** start of SOURCE EXTRACT **
Skip to main content

A high-performance, professional-grade log generator for testing, simulation, and development

Project description

LogForge 🔨

A high-performance, professional-grade log generator for testing, simulation, and development purposes.

PyPI version Python Support License: MIT Tests Code Quality

🚀 Features

  • High Performance: Generate 250K+ logs per second
  • Multiple Formats: Support for JSON, Apache, Nginx, Syslog, CSV, and more
  • Realistic Data: Generate realistic IPs, user agents, timestamps, and messages
  • Anomaly Detection: Advanced anomaly injection for ML training with temporal patterns
  • Deterministic Generation: Seed-based reproducible log generation
  • Configurable: Highly customizable through config files or CLI options
  • Memory Efficient: Batch processing and streaming output
  • Parallel Processing: Multi-core support for maximum performance
  • Rich CLI: Beautiful progress bars and detailed statistics
  • Extensible: Easy to add custom formats and data generators

📦 Installation

pip install logforge

🛠️ Quick Start

Command Line Usage

Generate 1 million logs in JSON format:

logforge generate --count 1000000 --format json --output logs.json

Generate Apache access logs with compression:

logforge generate \
  --count 500000 \
  --format apache_common \
  --output access.log \
  --compression gzip

Run performance benchmark:

logforge benchmark --count 1000000 --format json

Python API Usage

from logforge import LogGenerator, LogConfig

# Basic usage
config = LogConfig(total_logs=10000, output={"format": "json"})
** end of SOURCE EXTRACT **
TASK BRIEF - According to the LogForge project description, what makes the tool memory efficient? Answer in one to three sentences. The listing that follows has no connection to the LogForge project description above.
** start of DATA SECTION **
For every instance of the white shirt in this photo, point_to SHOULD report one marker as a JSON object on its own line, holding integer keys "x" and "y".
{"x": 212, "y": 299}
** end of DATA SECTION **
EXERCISE OUTPUT - The LogForge project description attributes the tool's memory efficiency to batch processing and streaming output.